Records from a point labeling set:

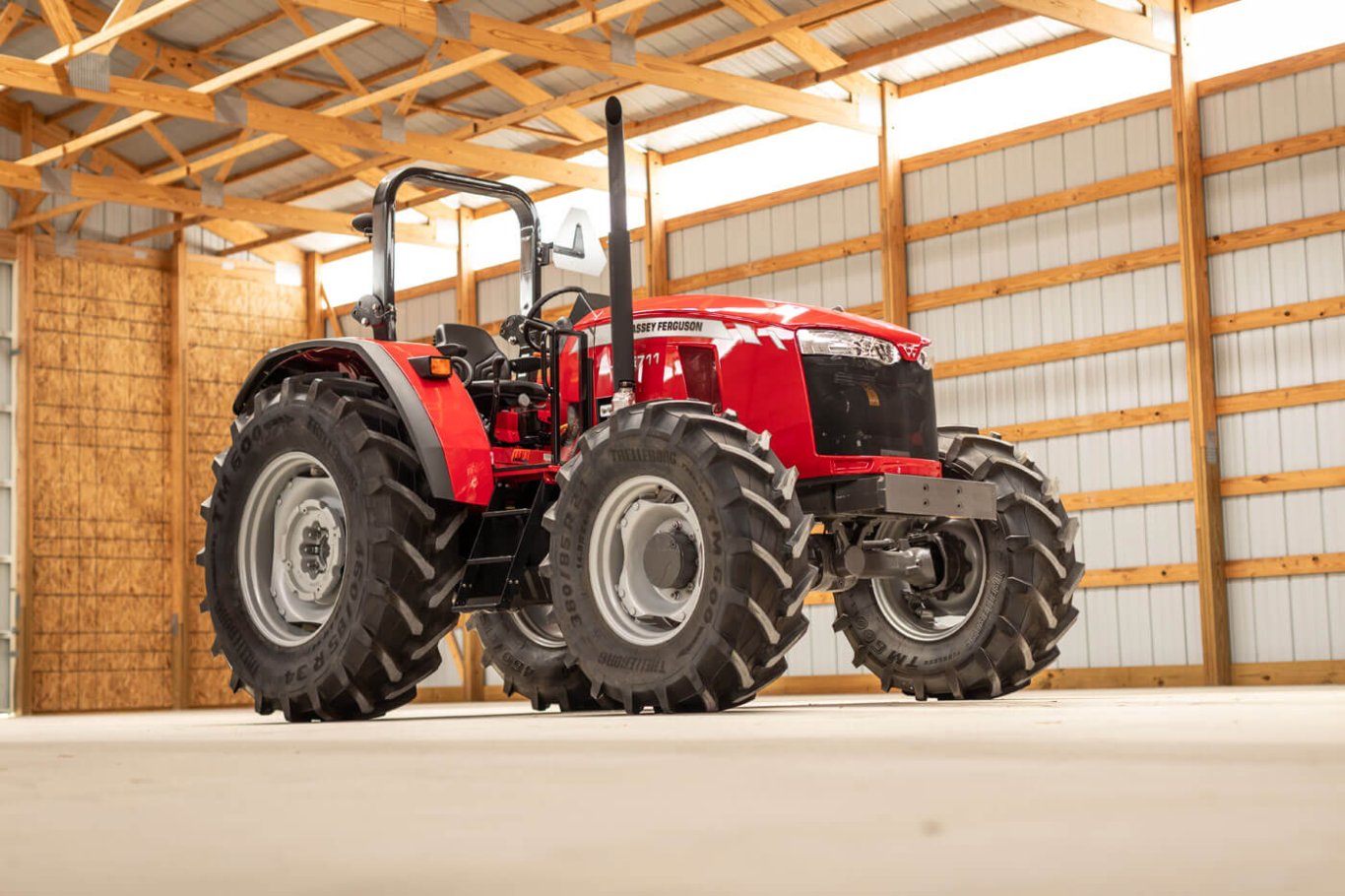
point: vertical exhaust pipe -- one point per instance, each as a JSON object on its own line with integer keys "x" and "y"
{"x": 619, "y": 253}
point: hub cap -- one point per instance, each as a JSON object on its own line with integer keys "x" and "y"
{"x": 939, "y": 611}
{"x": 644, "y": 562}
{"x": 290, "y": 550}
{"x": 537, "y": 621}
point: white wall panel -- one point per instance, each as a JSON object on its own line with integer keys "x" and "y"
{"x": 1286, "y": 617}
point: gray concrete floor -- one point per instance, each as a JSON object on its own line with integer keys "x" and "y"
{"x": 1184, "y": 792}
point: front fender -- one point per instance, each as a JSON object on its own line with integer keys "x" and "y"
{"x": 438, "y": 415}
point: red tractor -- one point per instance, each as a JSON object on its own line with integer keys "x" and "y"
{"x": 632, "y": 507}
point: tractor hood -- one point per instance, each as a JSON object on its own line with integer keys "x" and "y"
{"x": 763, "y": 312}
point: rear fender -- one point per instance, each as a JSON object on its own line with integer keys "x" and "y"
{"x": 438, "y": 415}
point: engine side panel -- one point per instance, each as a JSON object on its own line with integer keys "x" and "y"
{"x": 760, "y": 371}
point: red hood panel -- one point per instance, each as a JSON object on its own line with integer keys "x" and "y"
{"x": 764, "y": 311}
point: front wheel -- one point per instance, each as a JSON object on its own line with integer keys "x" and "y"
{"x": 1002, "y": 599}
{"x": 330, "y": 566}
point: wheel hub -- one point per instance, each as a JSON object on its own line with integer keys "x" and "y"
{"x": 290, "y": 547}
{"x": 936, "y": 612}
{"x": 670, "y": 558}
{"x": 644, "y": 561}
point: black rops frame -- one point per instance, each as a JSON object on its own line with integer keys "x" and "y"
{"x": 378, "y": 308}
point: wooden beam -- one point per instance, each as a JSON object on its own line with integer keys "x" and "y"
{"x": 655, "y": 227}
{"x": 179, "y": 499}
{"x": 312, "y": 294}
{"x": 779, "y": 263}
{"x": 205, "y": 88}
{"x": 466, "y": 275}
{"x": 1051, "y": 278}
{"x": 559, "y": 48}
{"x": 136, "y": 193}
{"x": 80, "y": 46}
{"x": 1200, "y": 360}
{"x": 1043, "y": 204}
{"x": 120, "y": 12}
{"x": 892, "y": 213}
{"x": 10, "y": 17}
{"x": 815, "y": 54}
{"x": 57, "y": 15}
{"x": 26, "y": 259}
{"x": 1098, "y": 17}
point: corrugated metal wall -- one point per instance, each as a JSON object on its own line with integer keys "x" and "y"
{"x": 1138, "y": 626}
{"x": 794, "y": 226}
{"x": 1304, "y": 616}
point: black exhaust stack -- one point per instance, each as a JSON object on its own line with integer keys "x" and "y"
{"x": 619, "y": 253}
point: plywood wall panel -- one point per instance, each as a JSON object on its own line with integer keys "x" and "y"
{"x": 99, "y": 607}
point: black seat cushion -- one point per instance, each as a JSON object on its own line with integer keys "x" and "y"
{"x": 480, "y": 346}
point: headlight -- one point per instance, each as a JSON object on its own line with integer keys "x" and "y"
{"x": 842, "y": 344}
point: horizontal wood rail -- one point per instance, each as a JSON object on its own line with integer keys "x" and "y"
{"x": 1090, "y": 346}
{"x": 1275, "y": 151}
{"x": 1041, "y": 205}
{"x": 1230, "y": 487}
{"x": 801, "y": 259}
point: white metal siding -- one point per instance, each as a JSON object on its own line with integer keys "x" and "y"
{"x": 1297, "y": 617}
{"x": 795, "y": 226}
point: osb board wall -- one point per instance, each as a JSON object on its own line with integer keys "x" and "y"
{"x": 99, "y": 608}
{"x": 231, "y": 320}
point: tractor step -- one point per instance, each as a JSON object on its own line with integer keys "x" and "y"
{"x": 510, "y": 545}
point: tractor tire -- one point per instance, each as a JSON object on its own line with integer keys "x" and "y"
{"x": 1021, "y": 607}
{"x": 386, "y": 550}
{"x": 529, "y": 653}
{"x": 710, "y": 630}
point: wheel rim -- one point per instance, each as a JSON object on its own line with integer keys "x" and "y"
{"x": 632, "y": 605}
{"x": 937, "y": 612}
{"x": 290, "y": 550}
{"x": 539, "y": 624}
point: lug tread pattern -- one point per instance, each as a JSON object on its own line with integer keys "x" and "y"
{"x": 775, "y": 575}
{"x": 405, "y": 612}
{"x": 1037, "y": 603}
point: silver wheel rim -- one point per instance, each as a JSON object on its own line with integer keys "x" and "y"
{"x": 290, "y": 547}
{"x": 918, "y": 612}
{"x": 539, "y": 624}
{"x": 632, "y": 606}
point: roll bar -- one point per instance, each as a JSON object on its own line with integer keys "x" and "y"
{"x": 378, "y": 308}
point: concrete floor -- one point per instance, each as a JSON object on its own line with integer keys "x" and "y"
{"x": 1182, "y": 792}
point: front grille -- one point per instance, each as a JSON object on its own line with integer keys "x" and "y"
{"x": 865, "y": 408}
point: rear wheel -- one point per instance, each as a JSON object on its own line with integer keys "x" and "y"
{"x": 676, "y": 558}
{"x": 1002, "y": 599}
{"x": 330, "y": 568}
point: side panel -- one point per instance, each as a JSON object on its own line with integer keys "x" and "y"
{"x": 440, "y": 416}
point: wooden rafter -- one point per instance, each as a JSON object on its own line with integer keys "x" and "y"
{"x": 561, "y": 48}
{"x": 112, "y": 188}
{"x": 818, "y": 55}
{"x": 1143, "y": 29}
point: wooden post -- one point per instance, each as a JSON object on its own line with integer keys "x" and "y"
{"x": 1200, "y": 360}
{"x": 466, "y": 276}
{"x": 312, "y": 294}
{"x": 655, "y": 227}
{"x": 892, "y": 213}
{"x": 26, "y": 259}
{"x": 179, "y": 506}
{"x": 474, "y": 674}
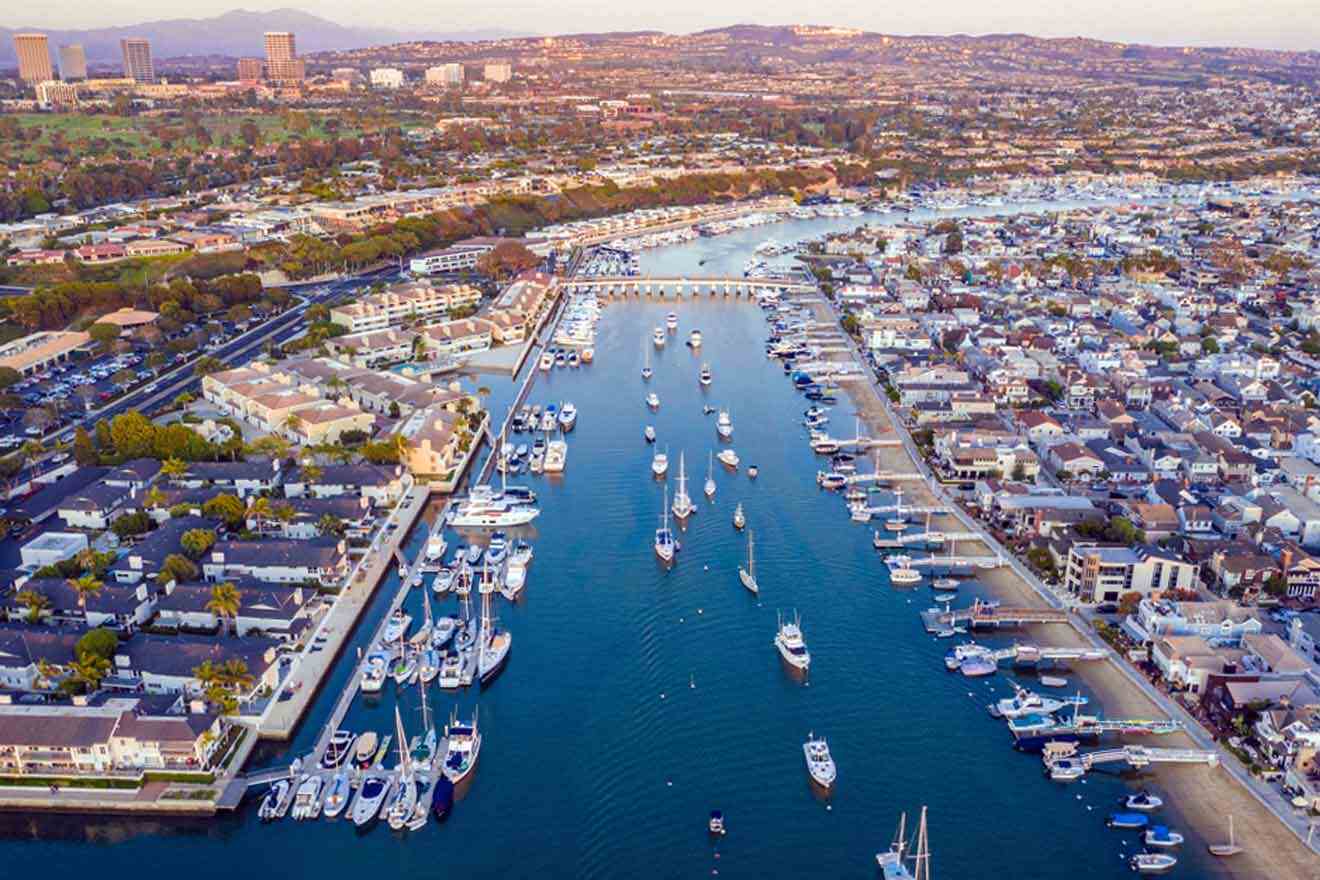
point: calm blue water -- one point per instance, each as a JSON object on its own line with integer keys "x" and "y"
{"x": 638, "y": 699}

* **EXERCISE**
Each record above should come back exactly the same, only without its pictures.

* **RIGHT ANSWER**
point: vertical exhaust pipe -- one point per instance, each as a JSON object on its own line with integer keys "x" and "y"
{"x": 619, "y": 253}
point: hub cap -- one point per instance, each as a JSON object on its own line with integer keys "x" and "y"
{"x": 939, "y": 611}
{"x": 644, "y": 562}
{"x": 290, "y": 550}
{"x": 537, "y": 621}
point: white wall panel -- one point per instance, each as a JSON object on its own line with integer keys "x" and "y"
{"x": 1286, "y": 617}
point: gray concrete floor -- one point per instance, each as a JSON object on its own line with integer keys "x" and "y"
{"x": 1184, "y": 792}
point: front fender -- one point per instance, each as a JSON object on its own line with integer keys "x" and "y"
{"x": 438, "y": 415}
point: red tractor -- one point per instance, each as a JSON object on its own line with integer keys "x" and "y"
{"x": 632, "y": 507}
point: tractor hood -- one point per instance, each as a JSON object on its own line with integer keys "x" and "y"
{"x": 763, "y": 312}
point: rear fender -- one point per instance, each as a JSON object on its own line with integer keys "x" and "y"
{"x": 438, "y": 415}
point: engine side panel -- one point per instance, each as a JSON object on its own line with integer keys "x" and "y"
{"x": 760, "y": 371}
point: red hood panel -- one point per instance, each as a JSON object on its own line with integer keys "x" and "y"
{"x": 764, "y": 311}
point: front wheel -- one point per instance, each as a JSON object on its own line with integer keys "x" and "y"
{"x": 1002, "y": 599}
{"x": 330, "y": 566}
point: wheel hub -- one point per instance, each as a JSON object on its own line with integer keys "x" and "y"
{"x": 290, "y": 547}
{"x": 936, "y": 612}
{"x": 670, "y": 558}
{"x": 644, "y": 561}
point: black rops frame -- one point per instance, each as a JSON object on its own line with integer keys "x" and "y"
{"x": 378, "y": 308}
point: wooden beam -- one point per instance, each as a JSON object on its own line with integer keys "x" and "y"
{"x": 655, "y": 227}
{"x": 179, "y": 499}
{"x": 312, "y": 294}
{"x": 779, "y": 263}
{"x": 205, "y": 88}
{"x": 466, "y": 275}
{"x": 1051, "y": 278}
{"x": 559, "y": 48}
{"x": 136, "y": 193}
{"x": 80, "y": 46}
{"x": 1200, "y": 360}
{"x": 1043, "y": 204}
{"x": 120, "y": 12}
{"x": 892, "y": 213}
{"x": 10, "y": 17}
{"x": 815, "y": 54}
{"x": 57, "y": 15}
{"x": 26, "y": 259}
{"x": 1098, "y": 17}
point: corrugated metal wall -- one point per instance, each as a JSON object on its own line with integer keys "x" and "y"
{"x": 1138, "y": 626}
{"x": 794, "y": 226}
{"x": 1304, "y": 616}
point: black exhaust stack -- one point per instance, each as a JSON object on its own line with integer keys "x" and "y"
{"x": 619, "y": 253}
point: plywood wall panel -- one point per instance, each as a JSON object on its own line with integer keys "x" and "y"
{"x": 99, "y": 607}
point: black seat cushion -- one point per instance, each as a JSON object on its own line with integer keys "x" and "y"
{"x": 480, "y": 346}
point: headlight -- one point per instance, each as a JSON object on its own line with integer keys "x" and "y"
{"x": 842, "y": 344}
point: horizontal wood rail -- one point per instance, each as a JSON object on its own line with integer keys "x" and "y"
{"x": 1090, "y": 346}
{"x": 1275, "y": 151}
{"x": 1041, "y": 205}
{"x": 1230, "y": 487}
{"x": 801, "y": 259}
point: white metal siding -- one point per instance, each as a JSON object on its own line with integer keys "x" and "y"
{"x": 1297, "y": 617}
{"x": 795, "y": 226}
point: osb board wall -- one point per instance, each as a JSON object on its own line with integer keys "x" and "y"
{"x": 99, "y": 608}
{"x": 231, "y": 320}
point: tractor step -- one point per instance, each as a JSON object on its own line with integer keys "x" and "y"
{"x": 510, "y": 545}
point: tractor tire -- one point per instance, each as a JSON object on its own line with integer keys "x" and "y"
{"x": 1021, "y": 607}
{"x": 386, "y": 550}
{"x": 529, "y": 653}
{"x": 710, "y": 630}
point: wheel rim -- one point per instance, each as a JSON object on its own line with integer keys "x" and "y"
{"x": 632, "y": 605}
{"x": 937, "y": 612}
{"x": 290, "y": 550}
{"x": 539, "y": 624}
point: lug tread pattern -- one point per instance, each as a JSON object on its own line with integer keys "x" and "y"
{"x": 775, "y": 575}
{"x": 405, "y": 612}
{"x": 1037, "y": 603}
point: silver wheel rim -- one point per instance, each as a JSON object on its own line with integer keys "x" and "y"
{"x": 290, "y": 547}
{"x": 918, "y": 612}
{"x": 539, "y": 624}
{"x": 632, "y": 606}
point: roll bar -- one point per instance, each as a JSON object on its own line with integer keys "x" and "y"
{"x": 378, "y": 308}
point: concrete floor -- one point per instance, each as a JSON object on its own line with integer keys "x" and "y"
{"x": 1182, "y": 792}
point: front grille -- one point per instance, each as a JSON object on its own line with integer keys "x" and "y"
{"x": 865, "y": 408}
point: rear wheel -- one point per instance, each as a JSON object on its own line with integer keys "x" and "y"
{"x": 676, "y": 558}
{"x": 1002, "y": 599}
{"x": 330, "y": 568}
point: side panel -- one point per instance, each as a JSON object on its own line with integer keys "x" and "y"
{"x": 440, "y": 416}
point: wooden rafter -- one point per instance, each as a JSON object on its own line with integer keys "x" and "y"
{"x": 561, "y": 48}
{"x": 112, "y": 188}
{"x": 818, "y": 55}
{"x": 1143, "y": 29}
point: wooden post -- one point per instance, each as a JSON object on its own line with integer keys "x" and "y"
{"x": 1200, "y": 360}
{"x": 466, "y": 276}
{"x": 312, "y": 294}
{"x": 655, "y": 227}
{"x": 892, "y": 213}
{"x": 26, "y": 259}
{"x": 179, "y": 506}
{"x": 474, "y": 674}
point: calm blue water -- one point per instance, each as a JSON object on its own line with integer keys "x" and "y"
{"x": 638, "y": 699}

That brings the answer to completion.